Your goal
Please lay out the entries below as a numbered list, covering only the line with "Please identify the table" through the line with "<point>70,297</point>", both ends included. Leave out any blank lines.

Lines of data
= = =

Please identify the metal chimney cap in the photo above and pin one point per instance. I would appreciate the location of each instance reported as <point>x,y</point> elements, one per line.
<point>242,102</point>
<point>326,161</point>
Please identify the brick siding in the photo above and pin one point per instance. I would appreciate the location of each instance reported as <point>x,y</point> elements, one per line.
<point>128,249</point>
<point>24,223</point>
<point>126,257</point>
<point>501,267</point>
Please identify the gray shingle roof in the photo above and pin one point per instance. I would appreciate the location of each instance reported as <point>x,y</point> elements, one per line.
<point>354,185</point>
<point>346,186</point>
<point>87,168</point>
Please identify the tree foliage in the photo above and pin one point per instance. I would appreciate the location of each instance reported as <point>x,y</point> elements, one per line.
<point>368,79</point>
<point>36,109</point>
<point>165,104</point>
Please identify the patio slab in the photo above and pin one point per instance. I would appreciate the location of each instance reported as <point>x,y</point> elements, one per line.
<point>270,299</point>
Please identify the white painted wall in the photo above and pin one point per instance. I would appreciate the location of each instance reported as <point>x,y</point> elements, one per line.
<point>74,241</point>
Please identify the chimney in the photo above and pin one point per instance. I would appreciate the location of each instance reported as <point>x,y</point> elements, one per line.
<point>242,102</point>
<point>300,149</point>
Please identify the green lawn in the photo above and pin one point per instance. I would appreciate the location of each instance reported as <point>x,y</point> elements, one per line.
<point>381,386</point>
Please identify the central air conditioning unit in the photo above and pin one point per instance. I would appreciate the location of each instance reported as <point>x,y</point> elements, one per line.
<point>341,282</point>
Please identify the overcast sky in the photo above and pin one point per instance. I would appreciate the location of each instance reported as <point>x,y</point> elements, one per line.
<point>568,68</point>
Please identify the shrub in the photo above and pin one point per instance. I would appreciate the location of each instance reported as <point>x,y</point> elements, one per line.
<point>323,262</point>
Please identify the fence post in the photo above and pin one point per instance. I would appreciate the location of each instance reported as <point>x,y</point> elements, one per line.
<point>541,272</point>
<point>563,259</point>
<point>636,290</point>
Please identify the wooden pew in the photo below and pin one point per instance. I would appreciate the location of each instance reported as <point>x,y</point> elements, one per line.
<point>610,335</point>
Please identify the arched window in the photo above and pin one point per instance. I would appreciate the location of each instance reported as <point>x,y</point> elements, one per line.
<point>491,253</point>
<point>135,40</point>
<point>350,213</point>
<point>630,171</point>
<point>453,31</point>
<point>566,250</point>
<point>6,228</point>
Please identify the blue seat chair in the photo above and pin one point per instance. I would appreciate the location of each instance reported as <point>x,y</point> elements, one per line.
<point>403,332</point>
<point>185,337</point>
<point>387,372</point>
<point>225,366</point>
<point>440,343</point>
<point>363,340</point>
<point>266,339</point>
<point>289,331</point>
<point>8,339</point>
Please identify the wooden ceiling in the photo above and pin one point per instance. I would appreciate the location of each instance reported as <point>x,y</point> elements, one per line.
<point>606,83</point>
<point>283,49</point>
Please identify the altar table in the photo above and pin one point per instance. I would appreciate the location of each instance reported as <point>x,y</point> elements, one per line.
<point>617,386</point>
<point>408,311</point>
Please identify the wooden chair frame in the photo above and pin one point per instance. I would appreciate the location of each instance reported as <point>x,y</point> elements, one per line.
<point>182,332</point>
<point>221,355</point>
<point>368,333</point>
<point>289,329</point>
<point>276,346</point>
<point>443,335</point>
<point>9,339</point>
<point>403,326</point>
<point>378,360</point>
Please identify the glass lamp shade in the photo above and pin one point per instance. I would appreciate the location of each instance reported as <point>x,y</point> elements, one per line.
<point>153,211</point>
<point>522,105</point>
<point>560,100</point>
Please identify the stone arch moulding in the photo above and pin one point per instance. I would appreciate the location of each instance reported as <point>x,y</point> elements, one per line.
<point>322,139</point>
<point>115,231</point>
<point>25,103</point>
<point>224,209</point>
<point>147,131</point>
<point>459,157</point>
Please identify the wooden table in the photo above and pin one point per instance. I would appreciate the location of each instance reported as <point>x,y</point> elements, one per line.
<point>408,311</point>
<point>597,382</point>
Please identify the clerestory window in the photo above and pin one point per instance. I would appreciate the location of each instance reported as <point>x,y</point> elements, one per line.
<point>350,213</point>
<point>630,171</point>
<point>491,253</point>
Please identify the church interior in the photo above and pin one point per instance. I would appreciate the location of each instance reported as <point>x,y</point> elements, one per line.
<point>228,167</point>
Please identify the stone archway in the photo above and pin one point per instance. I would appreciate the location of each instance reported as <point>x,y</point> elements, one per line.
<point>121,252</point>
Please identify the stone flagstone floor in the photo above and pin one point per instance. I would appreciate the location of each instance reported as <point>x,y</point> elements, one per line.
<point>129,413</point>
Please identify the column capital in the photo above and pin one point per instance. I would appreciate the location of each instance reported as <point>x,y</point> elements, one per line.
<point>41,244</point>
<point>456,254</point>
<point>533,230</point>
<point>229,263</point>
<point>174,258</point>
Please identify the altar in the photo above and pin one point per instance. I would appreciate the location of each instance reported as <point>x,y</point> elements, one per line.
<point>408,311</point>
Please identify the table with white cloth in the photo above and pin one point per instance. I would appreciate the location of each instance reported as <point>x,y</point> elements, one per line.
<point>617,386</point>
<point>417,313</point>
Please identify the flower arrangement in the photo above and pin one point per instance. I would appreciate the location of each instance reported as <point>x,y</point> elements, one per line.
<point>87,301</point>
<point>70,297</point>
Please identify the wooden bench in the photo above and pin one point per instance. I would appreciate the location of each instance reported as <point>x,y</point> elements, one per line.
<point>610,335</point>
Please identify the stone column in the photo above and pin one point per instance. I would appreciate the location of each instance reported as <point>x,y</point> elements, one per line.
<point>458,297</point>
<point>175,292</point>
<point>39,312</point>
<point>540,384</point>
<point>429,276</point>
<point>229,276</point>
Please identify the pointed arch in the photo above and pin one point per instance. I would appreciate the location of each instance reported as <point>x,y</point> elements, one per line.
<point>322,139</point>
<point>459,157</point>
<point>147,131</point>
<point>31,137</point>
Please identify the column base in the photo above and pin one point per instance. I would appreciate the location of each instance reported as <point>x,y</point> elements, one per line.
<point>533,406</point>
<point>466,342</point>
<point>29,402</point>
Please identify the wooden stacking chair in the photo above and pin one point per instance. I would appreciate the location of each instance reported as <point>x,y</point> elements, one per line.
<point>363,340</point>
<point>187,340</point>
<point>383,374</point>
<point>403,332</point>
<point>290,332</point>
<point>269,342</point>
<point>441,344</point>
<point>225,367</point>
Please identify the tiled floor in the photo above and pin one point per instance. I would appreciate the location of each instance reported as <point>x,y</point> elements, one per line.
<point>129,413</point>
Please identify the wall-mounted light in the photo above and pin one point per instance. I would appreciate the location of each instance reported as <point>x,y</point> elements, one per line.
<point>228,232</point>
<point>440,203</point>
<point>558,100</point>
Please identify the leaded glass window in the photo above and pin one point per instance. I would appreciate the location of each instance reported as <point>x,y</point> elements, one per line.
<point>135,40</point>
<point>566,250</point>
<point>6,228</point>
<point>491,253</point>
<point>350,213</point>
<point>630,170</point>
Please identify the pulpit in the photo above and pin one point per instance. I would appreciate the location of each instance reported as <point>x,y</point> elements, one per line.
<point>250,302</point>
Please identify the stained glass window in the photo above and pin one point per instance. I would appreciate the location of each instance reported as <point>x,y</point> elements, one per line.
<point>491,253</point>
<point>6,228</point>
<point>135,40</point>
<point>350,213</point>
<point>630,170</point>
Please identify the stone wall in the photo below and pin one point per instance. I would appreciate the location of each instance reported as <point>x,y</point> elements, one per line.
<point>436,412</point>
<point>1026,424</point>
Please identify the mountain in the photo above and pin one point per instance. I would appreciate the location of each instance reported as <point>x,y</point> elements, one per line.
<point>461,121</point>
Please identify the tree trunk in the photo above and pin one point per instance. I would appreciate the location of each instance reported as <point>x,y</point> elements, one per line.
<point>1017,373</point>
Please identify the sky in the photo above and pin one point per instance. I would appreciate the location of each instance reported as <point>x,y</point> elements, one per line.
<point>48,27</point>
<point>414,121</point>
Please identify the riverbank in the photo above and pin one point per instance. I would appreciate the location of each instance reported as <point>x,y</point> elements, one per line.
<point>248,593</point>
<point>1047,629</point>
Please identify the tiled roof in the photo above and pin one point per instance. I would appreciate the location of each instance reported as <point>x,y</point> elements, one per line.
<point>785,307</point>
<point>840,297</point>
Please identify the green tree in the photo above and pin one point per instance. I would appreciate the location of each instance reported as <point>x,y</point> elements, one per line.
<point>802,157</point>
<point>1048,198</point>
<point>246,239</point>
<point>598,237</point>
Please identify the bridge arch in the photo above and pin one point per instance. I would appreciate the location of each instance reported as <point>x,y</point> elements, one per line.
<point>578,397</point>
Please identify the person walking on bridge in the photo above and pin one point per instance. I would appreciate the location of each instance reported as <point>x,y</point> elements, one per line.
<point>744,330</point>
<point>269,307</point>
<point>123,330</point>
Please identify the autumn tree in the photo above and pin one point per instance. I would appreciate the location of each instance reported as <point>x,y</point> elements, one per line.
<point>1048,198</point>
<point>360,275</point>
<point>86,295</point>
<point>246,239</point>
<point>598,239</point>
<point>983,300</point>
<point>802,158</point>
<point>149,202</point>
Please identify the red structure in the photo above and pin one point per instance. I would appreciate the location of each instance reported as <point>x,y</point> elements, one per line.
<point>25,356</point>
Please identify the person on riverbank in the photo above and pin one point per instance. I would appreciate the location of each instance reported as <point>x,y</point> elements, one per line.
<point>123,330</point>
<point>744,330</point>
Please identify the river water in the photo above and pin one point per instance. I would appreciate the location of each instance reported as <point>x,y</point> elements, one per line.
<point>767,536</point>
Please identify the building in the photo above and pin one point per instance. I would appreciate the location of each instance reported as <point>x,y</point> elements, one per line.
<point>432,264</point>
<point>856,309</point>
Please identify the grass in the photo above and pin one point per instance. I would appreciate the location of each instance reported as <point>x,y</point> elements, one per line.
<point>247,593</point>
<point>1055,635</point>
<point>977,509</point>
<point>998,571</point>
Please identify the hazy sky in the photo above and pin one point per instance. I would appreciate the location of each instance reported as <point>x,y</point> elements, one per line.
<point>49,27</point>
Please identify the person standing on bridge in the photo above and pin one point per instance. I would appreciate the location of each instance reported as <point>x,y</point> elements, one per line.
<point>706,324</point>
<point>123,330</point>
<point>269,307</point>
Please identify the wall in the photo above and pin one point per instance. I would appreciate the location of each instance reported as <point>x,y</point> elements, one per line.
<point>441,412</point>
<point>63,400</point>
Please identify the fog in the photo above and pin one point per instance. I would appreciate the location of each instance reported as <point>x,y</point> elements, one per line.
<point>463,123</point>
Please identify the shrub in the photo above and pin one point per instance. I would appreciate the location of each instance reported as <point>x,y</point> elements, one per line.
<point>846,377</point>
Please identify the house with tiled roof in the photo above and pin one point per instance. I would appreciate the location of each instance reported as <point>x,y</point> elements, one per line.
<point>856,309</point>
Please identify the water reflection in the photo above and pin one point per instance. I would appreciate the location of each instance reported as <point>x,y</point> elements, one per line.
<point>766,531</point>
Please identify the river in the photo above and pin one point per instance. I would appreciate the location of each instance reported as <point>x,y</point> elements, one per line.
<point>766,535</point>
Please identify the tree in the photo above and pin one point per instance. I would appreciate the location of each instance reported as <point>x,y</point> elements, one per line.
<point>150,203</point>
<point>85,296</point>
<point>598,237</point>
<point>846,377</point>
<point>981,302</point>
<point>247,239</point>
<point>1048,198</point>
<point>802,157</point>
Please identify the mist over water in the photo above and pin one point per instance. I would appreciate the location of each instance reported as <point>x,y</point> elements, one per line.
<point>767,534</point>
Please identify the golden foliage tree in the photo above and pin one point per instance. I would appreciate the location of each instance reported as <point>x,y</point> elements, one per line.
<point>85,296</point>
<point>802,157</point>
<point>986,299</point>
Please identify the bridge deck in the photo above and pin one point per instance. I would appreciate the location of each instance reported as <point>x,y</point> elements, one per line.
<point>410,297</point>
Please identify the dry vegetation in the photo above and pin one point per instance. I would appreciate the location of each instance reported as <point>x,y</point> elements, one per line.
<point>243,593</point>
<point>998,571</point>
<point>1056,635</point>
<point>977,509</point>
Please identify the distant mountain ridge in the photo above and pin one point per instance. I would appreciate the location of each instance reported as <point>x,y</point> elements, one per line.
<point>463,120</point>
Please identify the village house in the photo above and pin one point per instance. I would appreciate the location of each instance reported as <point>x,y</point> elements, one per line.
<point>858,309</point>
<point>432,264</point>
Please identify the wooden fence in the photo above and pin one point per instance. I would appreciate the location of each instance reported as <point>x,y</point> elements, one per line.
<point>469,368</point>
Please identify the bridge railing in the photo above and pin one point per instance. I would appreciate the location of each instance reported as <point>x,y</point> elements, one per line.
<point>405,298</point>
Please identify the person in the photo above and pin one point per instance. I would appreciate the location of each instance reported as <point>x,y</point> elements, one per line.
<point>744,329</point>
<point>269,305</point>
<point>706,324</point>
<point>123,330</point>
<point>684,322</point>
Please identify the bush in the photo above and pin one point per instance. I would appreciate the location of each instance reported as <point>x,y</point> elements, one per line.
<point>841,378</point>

= = =

Answer to this exercise
1. Please identify the table with white cloth in the photo above and pin one point per instance. I would appreciate the location of each instance reported as <point>x,y</point> elements, one per line.
2. <point>617,386</point>
3. <point>417,313</point>
4. Please identify the flower arrangement in the photo above and pin one point per instance. I would appreciate the location of each instance reported as <point>x,y</point> elements, one per line.
5. <point>87,301</point>
6. <point>70,297</point>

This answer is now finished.